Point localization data
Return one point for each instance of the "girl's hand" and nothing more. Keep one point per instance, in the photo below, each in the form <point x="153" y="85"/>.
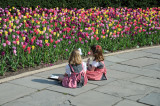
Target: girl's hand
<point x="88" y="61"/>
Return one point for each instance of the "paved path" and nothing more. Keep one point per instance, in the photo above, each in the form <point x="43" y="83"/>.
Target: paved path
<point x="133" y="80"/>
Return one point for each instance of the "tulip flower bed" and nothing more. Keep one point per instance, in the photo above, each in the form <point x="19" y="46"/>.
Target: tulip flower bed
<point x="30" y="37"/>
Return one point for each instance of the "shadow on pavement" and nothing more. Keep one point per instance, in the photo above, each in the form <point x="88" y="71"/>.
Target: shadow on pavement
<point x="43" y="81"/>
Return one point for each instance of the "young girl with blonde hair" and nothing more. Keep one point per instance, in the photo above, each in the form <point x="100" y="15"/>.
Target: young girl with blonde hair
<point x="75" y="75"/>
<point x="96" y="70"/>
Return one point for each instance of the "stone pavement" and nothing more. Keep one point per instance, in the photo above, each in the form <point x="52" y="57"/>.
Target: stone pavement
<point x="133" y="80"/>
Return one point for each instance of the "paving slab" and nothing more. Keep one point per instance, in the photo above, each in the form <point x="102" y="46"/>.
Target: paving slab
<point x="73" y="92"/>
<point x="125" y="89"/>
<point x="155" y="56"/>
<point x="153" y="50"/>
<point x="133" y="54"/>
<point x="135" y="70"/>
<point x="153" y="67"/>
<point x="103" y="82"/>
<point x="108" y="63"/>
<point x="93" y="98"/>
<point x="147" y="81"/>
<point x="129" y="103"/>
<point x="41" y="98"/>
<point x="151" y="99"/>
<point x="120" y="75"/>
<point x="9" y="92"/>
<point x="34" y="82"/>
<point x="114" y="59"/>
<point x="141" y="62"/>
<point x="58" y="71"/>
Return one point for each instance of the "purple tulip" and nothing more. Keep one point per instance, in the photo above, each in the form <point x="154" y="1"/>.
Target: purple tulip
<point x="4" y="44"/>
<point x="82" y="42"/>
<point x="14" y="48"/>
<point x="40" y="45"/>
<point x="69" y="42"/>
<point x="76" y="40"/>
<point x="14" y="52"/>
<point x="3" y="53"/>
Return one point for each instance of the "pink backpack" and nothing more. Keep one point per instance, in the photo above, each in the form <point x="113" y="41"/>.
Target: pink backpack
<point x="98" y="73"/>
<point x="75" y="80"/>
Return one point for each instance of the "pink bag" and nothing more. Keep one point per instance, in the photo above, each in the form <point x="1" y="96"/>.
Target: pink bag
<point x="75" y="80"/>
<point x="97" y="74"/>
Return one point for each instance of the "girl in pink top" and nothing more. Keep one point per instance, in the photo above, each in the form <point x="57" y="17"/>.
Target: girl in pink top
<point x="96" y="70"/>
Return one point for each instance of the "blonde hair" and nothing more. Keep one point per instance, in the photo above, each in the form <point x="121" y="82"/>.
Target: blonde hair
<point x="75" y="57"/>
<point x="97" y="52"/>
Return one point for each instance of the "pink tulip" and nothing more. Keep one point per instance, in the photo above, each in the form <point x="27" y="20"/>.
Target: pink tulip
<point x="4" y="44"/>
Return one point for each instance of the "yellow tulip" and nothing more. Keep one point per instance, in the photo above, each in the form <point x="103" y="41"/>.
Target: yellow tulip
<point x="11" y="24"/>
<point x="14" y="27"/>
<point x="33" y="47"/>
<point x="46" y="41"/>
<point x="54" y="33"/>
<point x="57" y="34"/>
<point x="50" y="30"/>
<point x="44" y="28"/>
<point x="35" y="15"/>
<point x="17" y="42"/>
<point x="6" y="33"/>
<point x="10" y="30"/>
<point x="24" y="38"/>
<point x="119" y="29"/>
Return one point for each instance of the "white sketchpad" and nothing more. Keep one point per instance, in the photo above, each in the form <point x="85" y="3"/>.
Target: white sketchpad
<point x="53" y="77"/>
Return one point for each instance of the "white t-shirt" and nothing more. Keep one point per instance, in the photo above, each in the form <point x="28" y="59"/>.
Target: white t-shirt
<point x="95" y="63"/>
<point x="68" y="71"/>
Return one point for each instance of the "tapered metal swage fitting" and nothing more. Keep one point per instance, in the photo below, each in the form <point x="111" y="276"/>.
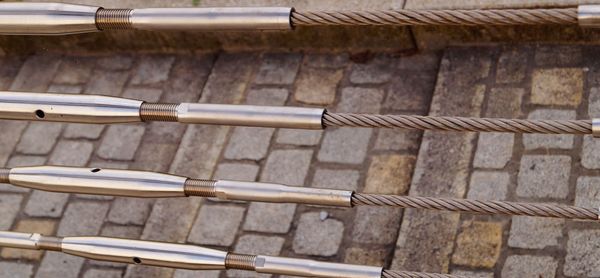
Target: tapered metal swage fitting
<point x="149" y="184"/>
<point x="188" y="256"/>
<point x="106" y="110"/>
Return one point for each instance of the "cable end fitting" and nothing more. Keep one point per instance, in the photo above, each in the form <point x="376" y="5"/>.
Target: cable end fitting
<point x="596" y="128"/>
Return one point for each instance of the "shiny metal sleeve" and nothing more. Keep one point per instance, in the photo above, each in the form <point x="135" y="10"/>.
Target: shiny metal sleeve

**PROBLEM REQUIREMENTS:**
Each line carrying the string "below" should be copied out from the entries.

**RESULT OF THIS EXERCISE:**
Return one point for each instance of the "girl's hand" and nothing more. Keep one point per instance, in the photo below, each in the form <point x="153" y="85"/>.
Return one point for each instance of the "tapered metal swage fitting" and nothing more. Keep one point per instance, in the photo below, each in the form <point x="111" y="276"/>.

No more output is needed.